◆ DOCUMENT PASSAGE ◆

I worry that this illustrates an inherent danger in today’s formula-phobic environment. If the only folks doing research on formula that isn’t trying to prove its inferiority are those working for formula companies, we are gonna be severely limited in what we find out. Wanting us all to live in a breastfeeding culture is not going to make the fact that the majority of moms use formula (even if it’s just as a supplement to breastfeeding) go away. It all seems rather punitive, doesn’t it? If we could improve formula, or give parents better guidance on formula feeding, why wouldn’t we? Maybe there is an underlying fear that finding ways of making formula feeding easier and healthier would be seen as undermining breastfeeding?
I also worry that formula feeders have been essentially left under the auspices of formula companies, who are out for profit (as well they should be, as a corporation) rather than altruism. For example, the best advice I could find on proper amounts/average feedings per day came from the literature accompanying the (dastardly) Similac sample pack I received in the mail. Other than that, all I found online was vague information couched in you-know-you-really-should-be-breastfeeding rhetoric. Some breastfeeding advocates say that they want to police the formula companies to protect us formula feeders as well; it seems ironic that their efforts have also made us rely on these same companies for most of our information.

◆ DATASET EXTRACT ◆
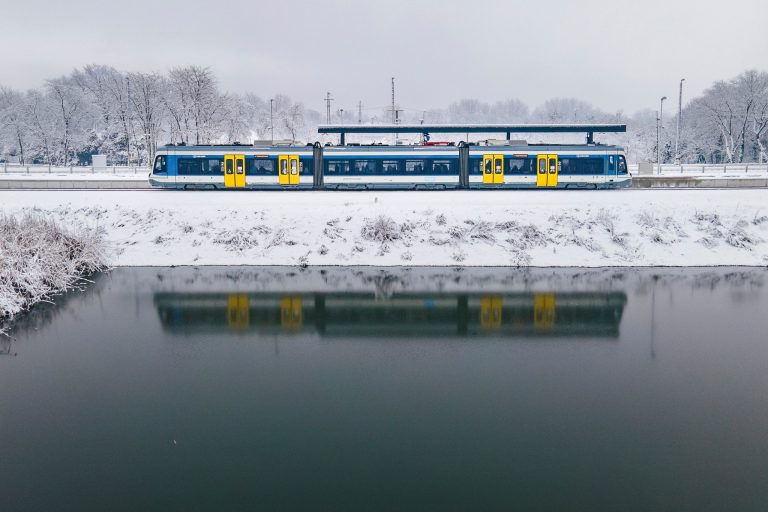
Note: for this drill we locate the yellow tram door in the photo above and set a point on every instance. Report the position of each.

◆ THINGS TO DO ◆
A. Print the part of the passage on formula feeding starting at "I worry that" and ending at "as undermining breastfeeding?".
B. According to the passage on formula feeding, where did the writer find the best advice on proper amounts and average feedings per day?

◆ TASK-BY-TASK RESULTS ◆
A.
I worry that this illustrates an inherent danger in today’s formula-phobic environment. If the only folks doing research on formula that isn’t trying to prove its inferiority are those working for formula companies, we are gonna be severely limited in what we find out. Wanting us all to live in a breastfeeding culture is not going to make the fact that the majority of moms use formula (even if it’s just as a supplement to breastfeeding) go away. It all seems rather punitive, doesn’t it? If we could improve formula, or give parents better guidance on formula feeding, why wouldn’t we? Maybe there is an underlying fear that finding ways of making formula feeding easier and healthier would be seen as undermining breastfeeding?

B. In the literature that came with a Similac sample pack the writer received in the mail.